Source records
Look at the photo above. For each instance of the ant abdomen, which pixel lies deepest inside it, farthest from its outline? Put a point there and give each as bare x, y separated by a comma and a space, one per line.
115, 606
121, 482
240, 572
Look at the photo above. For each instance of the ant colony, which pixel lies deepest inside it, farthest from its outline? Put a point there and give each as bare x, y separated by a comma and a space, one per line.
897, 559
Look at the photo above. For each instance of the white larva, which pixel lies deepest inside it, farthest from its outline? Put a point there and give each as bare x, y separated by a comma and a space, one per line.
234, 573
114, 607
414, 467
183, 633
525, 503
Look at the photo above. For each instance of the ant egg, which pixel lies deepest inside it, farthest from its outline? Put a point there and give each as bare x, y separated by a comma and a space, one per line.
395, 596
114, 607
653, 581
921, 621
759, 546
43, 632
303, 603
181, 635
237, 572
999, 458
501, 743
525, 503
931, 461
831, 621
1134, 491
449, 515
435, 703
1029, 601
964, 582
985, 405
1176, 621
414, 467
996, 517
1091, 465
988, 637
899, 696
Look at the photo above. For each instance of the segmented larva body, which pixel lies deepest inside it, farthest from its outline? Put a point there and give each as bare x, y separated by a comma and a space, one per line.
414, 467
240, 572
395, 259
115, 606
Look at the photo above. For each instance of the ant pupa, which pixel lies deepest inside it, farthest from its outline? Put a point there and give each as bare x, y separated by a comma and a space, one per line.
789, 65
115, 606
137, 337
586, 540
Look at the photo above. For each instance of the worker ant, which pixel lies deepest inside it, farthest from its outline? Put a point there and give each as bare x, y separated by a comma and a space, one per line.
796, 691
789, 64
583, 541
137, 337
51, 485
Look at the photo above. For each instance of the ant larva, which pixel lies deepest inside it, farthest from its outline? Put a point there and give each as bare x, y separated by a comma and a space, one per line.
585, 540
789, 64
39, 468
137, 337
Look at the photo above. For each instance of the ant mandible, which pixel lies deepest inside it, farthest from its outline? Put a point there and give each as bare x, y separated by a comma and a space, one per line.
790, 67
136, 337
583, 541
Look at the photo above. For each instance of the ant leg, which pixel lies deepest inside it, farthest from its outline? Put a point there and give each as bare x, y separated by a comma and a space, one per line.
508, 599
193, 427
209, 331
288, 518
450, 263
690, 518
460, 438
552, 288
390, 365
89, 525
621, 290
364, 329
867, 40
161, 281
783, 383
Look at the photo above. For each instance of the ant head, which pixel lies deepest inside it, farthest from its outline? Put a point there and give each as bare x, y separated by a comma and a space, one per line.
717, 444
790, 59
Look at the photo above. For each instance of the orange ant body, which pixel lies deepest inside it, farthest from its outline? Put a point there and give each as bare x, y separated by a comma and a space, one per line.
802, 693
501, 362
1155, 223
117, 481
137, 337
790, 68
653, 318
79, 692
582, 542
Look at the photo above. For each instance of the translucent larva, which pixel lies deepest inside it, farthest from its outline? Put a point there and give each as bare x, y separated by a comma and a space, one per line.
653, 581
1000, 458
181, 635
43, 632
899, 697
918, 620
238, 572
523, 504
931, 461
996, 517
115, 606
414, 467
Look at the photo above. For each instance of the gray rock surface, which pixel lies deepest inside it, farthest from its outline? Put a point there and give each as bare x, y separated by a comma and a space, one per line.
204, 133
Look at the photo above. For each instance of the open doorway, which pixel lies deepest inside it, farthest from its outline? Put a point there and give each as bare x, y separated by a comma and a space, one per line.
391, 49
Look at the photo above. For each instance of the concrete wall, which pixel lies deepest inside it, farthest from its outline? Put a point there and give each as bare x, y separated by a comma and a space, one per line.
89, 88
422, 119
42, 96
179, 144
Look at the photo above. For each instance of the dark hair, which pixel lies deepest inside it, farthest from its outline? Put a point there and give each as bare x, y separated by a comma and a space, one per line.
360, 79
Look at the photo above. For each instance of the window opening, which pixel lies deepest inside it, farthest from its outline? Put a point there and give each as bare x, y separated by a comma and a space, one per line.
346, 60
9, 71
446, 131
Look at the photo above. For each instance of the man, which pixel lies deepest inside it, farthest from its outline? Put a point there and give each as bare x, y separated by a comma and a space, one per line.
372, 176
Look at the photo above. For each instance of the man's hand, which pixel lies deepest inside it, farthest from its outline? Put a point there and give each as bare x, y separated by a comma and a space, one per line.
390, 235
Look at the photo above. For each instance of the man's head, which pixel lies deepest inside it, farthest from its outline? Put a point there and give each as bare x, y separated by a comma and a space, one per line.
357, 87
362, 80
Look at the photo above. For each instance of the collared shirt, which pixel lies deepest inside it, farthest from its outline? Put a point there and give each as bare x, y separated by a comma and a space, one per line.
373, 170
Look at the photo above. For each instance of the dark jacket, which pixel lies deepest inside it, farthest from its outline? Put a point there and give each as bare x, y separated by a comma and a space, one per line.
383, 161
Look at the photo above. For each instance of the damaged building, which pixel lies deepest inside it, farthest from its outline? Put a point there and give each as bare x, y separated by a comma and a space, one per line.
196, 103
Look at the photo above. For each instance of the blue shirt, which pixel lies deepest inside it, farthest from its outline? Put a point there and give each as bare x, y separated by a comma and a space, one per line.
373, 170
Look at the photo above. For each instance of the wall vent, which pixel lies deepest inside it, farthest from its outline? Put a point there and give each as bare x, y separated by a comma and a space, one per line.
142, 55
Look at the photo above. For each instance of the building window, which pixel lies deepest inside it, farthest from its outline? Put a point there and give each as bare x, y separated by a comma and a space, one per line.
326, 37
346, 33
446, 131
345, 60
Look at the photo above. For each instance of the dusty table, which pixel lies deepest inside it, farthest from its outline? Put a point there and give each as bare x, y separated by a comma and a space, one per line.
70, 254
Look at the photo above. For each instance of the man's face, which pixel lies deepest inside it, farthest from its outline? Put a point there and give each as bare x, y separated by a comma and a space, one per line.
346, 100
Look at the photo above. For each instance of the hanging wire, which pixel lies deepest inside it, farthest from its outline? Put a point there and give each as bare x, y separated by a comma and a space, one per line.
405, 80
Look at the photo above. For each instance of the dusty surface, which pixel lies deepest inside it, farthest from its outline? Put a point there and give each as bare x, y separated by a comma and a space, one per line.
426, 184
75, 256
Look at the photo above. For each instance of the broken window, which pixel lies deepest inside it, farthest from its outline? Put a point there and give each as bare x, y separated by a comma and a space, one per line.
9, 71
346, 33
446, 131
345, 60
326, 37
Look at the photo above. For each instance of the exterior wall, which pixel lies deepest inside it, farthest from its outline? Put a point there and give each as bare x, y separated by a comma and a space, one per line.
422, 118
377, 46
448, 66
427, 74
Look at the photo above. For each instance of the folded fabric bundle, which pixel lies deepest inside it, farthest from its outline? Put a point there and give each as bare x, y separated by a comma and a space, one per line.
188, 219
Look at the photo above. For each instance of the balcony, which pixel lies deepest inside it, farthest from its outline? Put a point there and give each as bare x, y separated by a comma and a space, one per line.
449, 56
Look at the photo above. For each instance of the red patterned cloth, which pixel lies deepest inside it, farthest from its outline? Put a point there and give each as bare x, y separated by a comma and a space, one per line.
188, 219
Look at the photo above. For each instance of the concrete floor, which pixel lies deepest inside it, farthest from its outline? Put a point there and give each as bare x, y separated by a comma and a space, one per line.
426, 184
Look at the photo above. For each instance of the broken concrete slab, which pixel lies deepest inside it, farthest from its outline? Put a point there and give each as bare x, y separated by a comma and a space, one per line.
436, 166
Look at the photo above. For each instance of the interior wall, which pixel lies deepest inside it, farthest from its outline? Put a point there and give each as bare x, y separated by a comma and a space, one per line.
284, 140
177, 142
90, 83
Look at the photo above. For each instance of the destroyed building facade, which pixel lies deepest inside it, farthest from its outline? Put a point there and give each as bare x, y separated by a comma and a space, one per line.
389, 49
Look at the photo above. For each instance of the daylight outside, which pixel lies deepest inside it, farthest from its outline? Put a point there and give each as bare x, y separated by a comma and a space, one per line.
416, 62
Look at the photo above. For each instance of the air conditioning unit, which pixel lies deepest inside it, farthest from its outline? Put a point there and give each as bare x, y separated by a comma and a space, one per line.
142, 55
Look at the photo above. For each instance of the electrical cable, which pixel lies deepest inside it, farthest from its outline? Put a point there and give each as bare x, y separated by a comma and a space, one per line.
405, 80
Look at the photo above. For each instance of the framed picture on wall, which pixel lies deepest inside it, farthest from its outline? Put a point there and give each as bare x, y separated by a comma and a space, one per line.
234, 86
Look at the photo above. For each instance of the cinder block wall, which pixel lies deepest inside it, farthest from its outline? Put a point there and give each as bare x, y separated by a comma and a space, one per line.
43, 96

ACTION ITEM: The line containing "Look at the photo above. For each instance of the electrical" begins the span, and the last line of the records above ends it. Return that span exactly, and nothing outside it.

EXERCISE RESULT:
Look at the photo above. For each instance of the electrical cable, which pixel lies deepest inside it, farthest from its outline? Put a point there and give each as bare x, y separated by a comma and a space, one per line.
405, 80
Look at the photo above. For each instance of the framed picture on wall, which pixel lies deepest inside it, farthest from its outline? Put a point there and give each as bare x, y separated by a comma and a space, one per line.
234, 86
Look at the photo above. For each instance of the cinder block wall, which pixel lies deepest inside it, farthest from its outline? Put a point there and give each as bare x, y separated by a comma and a space, one per line.
43, 96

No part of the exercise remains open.